▶ _Task item_: An exact copy of every record below is needed, with all pictures removed.

[Data extract Boundary: Start]

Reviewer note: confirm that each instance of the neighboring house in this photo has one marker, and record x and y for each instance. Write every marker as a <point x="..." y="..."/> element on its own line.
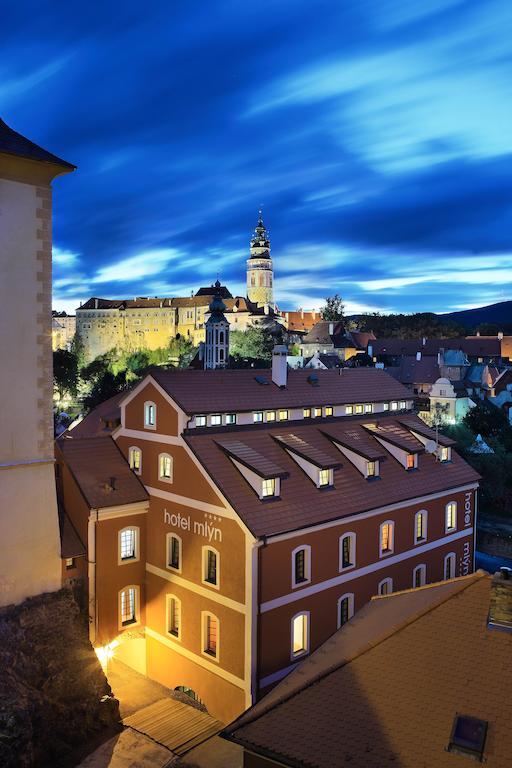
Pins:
<point x="418" y="678"/>
<point x="332" y="338"/>
<point x="63" y="330"/>
<point x="279" y="503"/>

[Data extract Boundary: End]

▶ _Finished exercise_:
Reviewer note: confirm that each instance of the neighboring house in this photo has one marker, and record x and y for each instance. Write every marker as a <point x="..." y="..."/> element on its own line.
Pins:
<point x="418" y="678"/>
<point x="332" y="338"/>
<point x="63" y="330"/>
<point x="279" y="503"/>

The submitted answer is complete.